Top of EXCERPTED PASSAGE

7. Support others. Whether you simply support a friend in their own time of need, donate money or time, giving to others can provide a deep sense of purpose, gratitude and joy. In fact, much of the scientific research on resilience has shown that having a sense of purpose and giving support to others, has a significant impact on our well-being.
8. Be proactive. During challenging times, it can be difficult to remained focused and proactive. It is important to identify and prioritize your short, medium and longer-term efforts. If the problems or projects seem too big to tackle, break them down into manageable pieces. For example, make a daily list of actions, personal and professional. At the close of your workday, re-align your list to reflect shifting priorities. Taking initiative will remind you that you can muster motivation and purpose even during stressful periods of your life.
9. Growth and self-discovery. People often find that they have grown in some respect as a result of a struggle. For example, after a tragedy or hardship, people have reported better relationships and a greater sense of strength, even while feeling vulnerable. Great challenge can increase your sense of self-worth and heighten your appreciation for life.

Bottom of EXCERPTED PASSAGE

DIRECTIONS:
A: Answer these questions from the resilience tips:
(i) What does the tip on being proactive say to do at the close of your workday?
(ii) What have people reported after a tragedy or hardship?
(iii) What has the scientific research on resilience shown to have a significant impact on our well-being?
B: Write the next part of the resilience tips, starting after tip 9.
The entries are drawn from a separate source.

Top of RECORDS

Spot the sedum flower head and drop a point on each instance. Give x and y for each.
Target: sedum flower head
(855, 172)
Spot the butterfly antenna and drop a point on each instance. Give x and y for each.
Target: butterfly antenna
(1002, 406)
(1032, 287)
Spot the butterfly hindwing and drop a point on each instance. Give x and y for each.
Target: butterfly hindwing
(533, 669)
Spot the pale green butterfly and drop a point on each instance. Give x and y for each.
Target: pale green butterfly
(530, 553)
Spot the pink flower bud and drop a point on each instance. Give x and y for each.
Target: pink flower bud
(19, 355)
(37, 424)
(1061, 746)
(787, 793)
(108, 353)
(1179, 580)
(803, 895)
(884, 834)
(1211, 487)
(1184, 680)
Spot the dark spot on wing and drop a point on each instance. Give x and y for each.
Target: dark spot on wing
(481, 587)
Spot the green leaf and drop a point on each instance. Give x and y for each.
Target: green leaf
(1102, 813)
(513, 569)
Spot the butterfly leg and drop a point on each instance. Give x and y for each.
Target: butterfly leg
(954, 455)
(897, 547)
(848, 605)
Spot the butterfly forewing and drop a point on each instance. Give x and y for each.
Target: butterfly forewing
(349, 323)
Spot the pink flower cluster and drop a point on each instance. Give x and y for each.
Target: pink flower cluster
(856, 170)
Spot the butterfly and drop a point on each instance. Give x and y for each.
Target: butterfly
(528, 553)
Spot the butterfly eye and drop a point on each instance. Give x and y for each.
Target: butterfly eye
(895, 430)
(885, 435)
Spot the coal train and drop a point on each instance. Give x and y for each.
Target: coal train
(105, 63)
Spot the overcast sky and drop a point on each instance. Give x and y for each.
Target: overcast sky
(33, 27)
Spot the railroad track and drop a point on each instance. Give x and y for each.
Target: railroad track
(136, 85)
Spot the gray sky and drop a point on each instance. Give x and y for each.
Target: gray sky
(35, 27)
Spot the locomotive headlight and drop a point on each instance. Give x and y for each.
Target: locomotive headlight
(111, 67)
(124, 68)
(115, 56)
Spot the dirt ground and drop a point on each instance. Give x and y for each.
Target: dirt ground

Bottom of RECORDS

EXERCISE ANSWERS:
A:
(i) Re-align your list to reflect shifting priorities.
(ii) Better relationships and a greater sense of strength, even while feeling vulnerable.
(iii) Having a sense of purpose and giving support to others.

B:
Cultivate a Positive Mindset
10. Keep things in perspective. How you think can play a significant part in how you feel — and how resilient you are when faced with obstacles. Try to identify areas of irrational thinking, such as a tendency to catastrophize difficulties or assume the world is out to get you and adopt a more balanced and realistic thinking pattern. For instance, if you feel overwhelmed by a challenge, remind yourself that what happened to you isn’t an indicator of how your future will go, and that you’re not helpless. You may not be able to change a highly stressful event, but you can change how you interpret and respond to it.
11. Build your capacity to incorporate change. Accept that change is a part of life. As a global community, we are certainly surfing this wave of adapting to our new normal. Certain goals or ideals may no longer be attainable as a result of adverse situations in your life. It takes courage to accept change. Accepting circumstances that cannot be changed can help you to focus your energy and efforts on circumstances that you can alter and bring you closer to the life you want.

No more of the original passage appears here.